### Aim:
Each line of the material below should be reproduced exactly.

### Input for this task:
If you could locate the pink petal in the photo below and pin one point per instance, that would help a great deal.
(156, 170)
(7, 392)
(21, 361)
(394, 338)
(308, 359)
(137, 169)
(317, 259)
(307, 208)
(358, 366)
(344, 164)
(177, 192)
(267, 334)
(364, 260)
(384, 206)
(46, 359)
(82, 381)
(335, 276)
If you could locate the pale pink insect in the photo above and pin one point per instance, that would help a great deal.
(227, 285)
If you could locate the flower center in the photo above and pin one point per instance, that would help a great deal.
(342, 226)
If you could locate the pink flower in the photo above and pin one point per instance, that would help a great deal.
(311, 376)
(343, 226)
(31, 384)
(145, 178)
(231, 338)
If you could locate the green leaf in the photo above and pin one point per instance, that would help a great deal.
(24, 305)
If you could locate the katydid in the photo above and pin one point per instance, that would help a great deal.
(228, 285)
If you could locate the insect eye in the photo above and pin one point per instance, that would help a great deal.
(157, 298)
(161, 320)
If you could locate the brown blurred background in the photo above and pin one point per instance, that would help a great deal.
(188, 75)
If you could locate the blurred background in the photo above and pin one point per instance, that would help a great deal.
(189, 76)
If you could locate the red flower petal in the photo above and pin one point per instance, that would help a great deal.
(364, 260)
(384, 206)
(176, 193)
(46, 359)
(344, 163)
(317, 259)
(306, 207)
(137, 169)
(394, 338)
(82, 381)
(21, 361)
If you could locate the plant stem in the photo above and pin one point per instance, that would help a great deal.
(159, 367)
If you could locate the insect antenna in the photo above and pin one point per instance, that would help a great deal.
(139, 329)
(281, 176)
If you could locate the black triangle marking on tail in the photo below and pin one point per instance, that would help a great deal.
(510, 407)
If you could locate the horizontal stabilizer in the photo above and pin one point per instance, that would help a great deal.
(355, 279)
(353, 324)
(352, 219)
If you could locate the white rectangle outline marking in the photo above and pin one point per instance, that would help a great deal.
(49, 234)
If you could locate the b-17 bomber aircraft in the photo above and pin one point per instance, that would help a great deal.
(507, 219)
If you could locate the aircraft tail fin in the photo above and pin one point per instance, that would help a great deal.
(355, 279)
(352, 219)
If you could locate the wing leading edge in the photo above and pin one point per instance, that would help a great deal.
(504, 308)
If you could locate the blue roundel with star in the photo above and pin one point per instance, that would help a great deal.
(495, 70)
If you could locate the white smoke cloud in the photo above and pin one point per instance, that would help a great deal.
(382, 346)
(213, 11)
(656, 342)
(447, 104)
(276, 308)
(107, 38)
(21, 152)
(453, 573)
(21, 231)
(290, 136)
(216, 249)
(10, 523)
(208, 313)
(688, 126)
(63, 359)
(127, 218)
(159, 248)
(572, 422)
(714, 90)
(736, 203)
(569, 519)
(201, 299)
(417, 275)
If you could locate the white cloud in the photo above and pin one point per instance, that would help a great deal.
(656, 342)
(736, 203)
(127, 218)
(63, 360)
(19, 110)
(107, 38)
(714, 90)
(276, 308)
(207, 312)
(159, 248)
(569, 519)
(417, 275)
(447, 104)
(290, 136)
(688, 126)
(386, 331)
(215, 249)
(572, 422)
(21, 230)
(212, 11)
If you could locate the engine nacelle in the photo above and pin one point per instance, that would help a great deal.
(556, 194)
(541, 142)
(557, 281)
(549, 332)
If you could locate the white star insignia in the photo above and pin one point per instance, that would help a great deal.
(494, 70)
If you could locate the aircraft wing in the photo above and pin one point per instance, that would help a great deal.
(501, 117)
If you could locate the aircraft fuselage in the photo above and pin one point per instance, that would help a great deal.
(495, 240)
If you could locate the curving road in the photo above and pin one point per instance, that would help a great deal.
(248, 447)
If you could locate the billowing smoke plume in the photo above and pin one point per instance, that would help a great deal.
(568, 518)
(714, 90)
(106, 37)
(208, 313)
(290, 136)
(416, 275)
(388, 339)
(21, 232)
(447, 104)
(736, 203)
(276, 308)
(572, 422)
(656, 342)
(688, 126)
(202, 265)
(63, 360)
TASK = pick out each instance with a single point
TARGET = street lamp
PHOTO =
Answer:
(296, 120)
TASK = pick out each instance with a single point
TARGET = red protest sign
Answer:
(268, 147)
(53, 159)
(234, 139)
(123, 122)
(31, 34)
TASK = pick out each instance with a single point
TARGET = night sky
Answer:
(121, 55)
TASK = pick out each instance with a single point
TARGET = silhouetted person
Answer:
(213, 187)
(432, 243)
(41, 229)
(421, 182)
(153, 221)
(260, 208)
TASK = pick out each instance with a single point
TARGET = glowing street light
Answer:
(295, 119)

### Reply:
If you could locate the pink petal in the photo below and pin one point per instance, that would help a great deal.
(156, 170)
(7, 392)
(21, 361)
(394, 338)
(308, 359)
(137, 169)
(317, 259)
(307, 208)
(358, 366)
(344, 164)
(177, 192)
(267, 334)
(364, 260)
(384, 206)
(46, 359)
(82, 381)
(335, 276)
If you could locate the pale pink insect in the photo above and pin one point per instance, that would help a great deal.
(227, 285)
If you could locate the flower center in the photo above and pin one point per instance, that would help a great deal.
(342, 226)
If you could locate the pink flower in the photo above and pin one point per instance, that would help a great deal.
(311, 376)
(343, 226)
(31, 384)
(145, 178)
(231, 338)
If you could locate the green leaf in the photo above and pin one point per instance, that would help a great deal.
(24, 305)
If you could locate the katydid in the photo above and pin one point per instance, that would help a great deal.
(228, 285)
If you could locate the insect eye in the photo above and pin one point per instance, that would help a great deal.
(157, 298)
(161, 320)
If you could locate the brown blurred background in the photo above and pin one point per instance, that would help a great deal.
(188, 75)
If you could locate the blurred background in the photo above and pin one point per instance, that would help a great deal.
(189, 76)
If you could locate the red flower petal in the photo above and pin one point per instance, that would help a great deal.
(364, 260)
(384, 206)
(176, 193)
(46, 359)
(344, 163)
(317, 259)
(306, 207)
(137, 169)
(394, 338)
(82, 381)
(21, 361)
If you could locate the plant stem in the photo above and pin one point per instance, that would help a great deal.
(159, 367)
If you could locate the insect antenna in the photo above and pin one point per instance, that would help a great deal.
(139, 329)
(281, 176)
If you could locate the black triangle marking on tail in the photo below and pin one point per instance, that would help a great deal.
(510, 407)
If you could locate the horizontal stabilizer in the photo above and pin one point per instance, that would help a great deal.
(355, 279)
(353, 324)
(352, 219)
If you could locate the white rectangle outline marking in the photo above and pin one point per instance, that would help a great deal.
(49, 234)
If you could locate the b-17 bomber aircraft in the photo above and pin one point per instance, that would help a great deal.
(507, 219)
If you could locate the aircraft tail fin in the photo above and pin one point per instance, that would help a great deal.
(355, 279)
(352, 219)
If you could locate the wing leading edge in the photo above and pin one point per instance, that would help a great deal.
(504, 308)
If you could locate the blue roundel with star in the photo above and pin one point per instance, that would help a great deal.
(495, 70)
If you could locate the white smoke cloud in the photo above and pin one point per instance, that would help a great deal.
(382, 346)
(213, 11)
(656, 342)
(447, 104)
(276, 308)
(107, 38)
(21, 152)
(453, 573)
(21, 231)
(290, 136)
(216, 249)
(10, 523)
(208, 313)
(688, 126)
(63, 359)
(127, 218)
(159, 248)
(572, 422)
(714, 90)
(736, 203)
(569, 519)
(201, 299)
(417, 275)
If you could locate the white cloud in the photo above and pin one point per instance, that would help a great deal.
(656, 342)
(736, 203)
(127, 218)
(63, 360)
(19, 110)
(107, 38)
(714, 90)
(276, 308)
(207, 312)
(159, 248)
(569, 519)
(417, 275)
(447, 104)
(290, 136)
(688, 126)
(386, 331)
(215, 249)
(572, 422)
(21, 230)
(212, 11)
If you could locate the engine nacelle in the photo above and pin one point per instance, that would help a great deal.
(556, 194)
(541, 142)
(557, 281)
(549, 332)
If you could locate the white star insignia in the photo above and pin one point per instance, that would help a great deal.
(494, 70)
If you could locate the aircraft wing in the photo above and pin one point per instance, that would help a great deal.
(501, 117)
If you could locate the aircraft fuselage in the photo above and pin one point per instance, that would help a great deal.
(495, 240)
If you could locate the curving road in the photo above and pin one point per instance, that would help a great deal.
(248, 447)
If you could locate the billowing smoke plume in the photo above and pin one point per instance, that would help a great deal.
(568, 518)
(714, 90)
(106, 37)
(208, 313)
(290, 136)
(416, 275)
(388, 339)
(21, 232)
(447, 104)
(736, 203)
(276, 308)
(572, 422)
(656, 342)
(688, 126)
(202, 265)
(63, 360)
TASK = pick out each instance with a single point
TARGET = street lamp
PHOTO =
Answer:
(296, 120)
TASK = pick out each instance with a single point
TARGET = red protest sign
Answer:
(268, 147)
(53, 159)
(234, 139)
(123, 122)
(31, 34)
TASK = pick out each instance with a single point
TARGET = night sky
Answer:
(121, 55)
TASK = pick out each instance with a single point
TARGET = silhouetted person
Answer:
(213, 187)
(432, 243)
(41, 229)
(421, 182)
(153, 221)
(260, 208)
TASK = pick out each instance with a single point
TARGET = glowing street light
Answer:
(295, 119)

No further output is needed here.